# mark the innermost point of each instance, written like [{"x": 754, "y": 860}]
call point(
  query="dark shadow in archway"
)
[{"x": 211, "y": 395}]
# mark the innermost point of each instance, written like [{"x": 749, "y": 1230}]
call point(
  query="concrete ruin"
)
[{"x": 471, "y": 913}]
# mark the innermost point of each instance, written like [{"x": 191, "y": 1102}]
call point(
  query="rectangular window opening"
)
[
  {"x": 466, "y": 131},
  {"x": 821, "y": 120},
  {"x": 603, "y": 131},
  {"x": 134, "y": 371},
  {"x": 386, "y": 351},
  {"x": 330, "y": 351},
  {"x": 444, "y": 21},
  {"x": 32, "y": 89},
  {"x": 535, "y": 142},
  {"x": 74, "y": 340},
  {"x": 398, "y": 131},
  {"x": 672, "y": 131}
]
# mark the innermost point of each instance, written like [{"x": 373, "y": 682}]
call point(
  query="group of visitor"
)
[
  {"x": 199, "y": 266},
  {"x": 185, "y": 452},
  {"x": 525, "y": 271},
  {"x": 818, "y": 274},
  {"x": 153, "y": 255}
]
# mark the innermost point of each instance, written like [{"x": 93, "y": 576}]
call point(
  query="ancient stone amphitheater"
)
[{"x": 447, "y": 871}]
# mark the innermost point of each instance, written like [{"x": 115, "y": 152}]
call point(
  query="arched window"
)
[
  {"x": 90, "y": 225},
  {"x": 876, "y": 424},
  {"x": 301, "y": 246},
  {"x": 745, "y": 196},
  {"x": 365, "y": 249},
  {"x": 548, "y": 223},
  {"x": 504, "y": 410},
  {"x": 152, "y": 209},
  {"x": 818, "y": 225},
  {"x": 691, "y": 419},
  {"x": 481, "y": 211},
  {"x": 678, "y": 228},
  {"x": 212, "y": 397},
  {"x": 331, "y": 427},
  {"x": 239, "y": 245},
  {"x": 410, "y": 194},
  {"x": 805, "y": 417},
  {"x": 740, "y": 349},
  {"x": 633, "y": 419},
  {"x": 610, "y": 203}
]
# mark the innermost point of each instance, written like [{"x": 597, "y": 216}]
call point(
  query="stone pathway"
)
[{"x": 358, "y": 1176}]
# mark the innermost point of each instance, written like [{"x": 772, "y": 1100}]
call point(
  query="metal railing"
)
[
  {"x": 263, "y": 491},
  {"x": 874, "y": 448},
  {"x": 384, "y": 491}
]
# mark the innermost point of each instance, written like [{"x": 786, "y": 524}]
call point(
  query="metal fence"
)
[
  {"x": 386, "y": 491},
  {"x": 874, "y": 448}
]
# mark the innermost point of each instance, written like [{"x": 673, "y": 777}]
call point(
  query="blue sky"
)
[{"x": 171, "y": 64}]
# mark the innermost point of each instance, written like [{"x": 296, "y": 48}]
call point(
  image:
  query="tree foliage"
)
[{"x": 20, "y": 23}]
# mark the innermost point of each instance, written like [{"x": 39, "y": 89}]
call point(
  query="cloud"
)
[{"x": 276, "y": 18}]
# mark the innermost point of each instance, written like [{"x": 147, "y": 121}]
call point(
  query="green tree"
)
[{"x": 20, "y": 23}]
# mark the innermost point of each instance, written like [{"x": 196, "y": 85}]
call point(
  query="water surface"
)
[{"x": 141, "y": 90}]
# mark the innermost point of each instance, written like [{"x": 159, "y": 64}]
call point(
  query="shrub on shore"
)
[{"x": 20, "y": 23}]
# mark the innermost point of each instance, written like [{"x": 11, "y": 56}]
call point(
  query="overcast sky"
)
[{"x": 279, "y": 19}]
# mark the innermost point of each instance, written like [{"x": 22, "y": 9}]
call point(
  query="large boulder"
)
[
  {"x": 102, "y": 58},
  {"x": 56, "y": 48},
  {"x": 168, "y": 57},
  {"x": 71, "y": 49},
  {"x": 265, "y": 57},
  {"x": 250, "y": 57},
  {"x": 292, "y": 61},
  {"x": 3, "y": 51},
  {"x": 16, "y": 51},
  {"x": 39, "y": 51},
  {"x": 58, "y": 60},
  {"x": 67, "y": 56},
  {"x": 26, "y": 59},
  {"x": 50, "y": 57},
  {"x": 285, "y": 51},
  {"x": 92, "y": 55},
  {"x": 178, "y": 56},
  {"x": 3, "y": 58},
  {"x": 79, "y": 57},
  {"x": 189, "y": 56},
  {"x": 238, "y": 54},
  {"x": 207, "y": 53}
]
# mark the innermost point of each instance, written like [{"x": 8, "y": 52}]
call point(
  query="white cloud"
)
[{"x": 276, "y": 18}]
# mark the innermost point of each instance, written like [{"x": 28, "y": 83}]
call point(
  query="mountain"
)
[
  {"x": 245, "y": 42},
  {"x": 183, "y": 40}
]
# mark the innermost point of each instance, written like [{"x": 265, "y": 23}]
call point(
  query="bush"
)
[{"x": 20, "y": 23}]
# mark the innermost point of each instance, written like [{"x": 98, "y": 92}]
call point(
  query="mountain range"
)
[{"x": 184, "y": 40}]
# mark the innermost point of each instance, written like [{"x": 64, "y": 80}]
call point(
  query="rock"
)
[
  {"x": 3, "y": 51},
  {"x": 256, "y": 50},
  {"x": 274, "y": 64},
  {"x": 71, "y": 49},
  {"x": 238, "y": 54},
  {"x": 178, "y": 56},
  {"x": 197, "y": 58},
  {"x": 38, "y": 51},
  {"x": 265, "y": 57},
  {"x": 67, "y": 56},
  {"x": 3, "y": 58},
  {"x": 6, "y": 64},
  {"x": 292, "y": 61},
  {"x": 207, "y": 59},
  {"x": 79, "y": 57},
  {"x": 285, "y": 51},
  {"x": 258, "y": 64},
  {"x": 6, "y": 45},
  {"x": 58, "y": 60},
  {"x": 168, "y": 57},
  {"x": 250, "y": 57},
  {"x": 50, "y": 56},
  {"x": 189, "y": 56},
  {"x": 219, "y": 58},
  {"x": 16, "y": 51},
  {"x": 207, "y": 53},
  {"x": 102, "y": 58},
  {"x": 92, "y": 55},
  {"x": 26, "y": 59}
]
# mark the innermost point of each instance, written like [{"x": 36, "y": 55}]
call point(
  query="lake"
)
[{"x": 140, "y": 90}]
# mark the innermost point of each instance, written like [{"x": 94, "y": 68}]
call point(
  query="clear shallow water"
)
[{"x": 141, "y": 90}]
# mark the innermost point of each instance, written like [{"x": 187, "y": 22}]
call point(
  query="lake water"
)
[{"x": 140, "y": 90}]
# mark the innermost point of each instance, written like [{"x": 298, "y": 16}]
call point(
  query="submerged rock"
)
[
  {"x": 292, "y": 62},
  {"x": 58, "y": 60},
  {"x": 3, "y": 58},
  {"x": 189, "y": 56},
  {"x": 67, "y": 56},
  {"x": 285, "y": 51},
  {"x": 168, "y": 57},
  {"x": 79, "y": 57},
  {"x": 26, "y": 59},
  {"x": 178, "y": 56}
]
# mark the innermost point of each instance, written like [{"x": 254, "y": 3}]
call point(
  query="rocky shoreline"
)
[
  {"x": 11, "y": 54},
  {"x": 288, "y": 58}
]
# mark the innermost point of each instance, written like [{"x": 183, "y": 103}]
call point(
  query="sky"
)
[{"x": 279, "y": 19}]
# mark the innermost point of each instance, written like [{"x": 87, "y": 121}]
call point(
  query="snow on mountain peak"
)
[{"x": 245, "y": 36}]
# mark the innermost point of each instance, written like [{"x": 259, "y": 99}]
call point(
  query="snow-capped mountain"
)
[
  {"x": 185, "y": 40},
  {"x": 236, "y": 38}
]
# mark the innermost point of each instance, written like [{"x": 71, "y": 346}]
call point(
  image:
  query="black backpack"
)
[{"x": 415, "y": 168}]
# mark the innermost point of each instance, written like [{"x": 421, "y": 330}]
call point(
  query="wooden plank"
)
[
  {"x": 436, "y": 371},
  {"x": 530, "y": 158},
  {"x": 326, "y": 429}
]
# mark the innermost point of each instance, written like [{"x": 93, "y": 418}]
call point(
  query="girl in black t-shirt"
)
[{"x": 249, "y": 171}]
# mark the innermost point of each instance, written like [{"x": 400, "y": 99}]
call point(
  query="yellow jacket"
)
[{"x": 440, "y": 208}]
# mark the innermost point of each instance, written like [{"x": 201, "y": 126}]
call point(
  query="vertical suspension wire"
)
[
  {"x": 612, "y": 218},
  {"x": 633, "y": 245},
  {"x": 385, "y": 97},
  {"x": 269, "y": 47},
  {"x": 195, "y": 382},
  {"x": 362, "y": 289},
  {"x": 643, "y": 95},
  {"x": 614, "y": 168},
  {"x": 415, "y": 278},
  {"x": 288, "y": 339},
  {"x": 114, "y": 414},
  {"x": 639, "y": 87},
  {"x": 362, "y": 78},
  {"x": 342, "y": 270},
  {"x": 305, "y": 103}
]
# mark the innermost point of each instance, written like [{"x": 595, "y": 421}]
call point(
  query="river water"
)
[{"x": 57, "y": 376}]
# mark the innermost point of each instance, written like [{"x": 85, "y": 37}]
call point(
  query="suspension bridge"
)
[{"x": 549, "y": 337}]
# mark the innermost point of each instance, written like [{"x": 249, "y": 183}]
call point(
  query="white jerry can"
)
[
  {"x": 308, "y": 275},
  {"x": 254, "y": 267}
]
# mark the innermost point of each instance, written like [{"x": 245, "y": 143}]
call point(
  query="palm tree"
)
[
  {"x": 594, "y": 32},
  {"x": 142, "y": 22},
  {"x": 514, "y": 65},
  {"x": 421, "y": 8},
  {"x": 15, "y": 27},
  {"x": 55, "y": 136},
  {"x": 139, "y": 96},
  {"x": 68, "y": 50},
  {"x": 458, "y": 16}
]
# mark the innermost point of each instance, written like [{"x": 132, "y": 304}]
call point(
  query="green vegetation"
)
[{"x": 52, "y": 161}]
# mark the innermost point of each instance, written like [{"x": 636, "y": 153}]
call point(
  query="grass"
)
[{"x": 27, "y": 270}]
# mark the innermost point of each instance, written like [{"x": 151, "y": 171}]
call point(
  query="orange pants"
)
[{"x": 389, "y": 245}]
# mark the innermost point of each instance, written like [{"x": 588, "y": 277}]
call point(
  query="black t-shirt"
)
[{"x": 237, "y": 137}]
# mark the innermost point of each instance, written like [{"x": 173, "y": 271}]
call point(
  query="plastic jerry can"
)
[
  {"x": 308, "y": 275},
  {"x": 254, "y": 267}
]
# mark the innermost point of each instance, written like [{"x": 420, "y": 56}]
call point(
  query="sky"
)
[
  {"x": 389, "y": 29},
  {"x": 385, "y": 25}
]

================================

Problem to work on
Lines holding "jerry" are the ones to copy; find all of them in the listing.

Solution for this exercise
  query="white jerry can"
  query="plastic jerry can"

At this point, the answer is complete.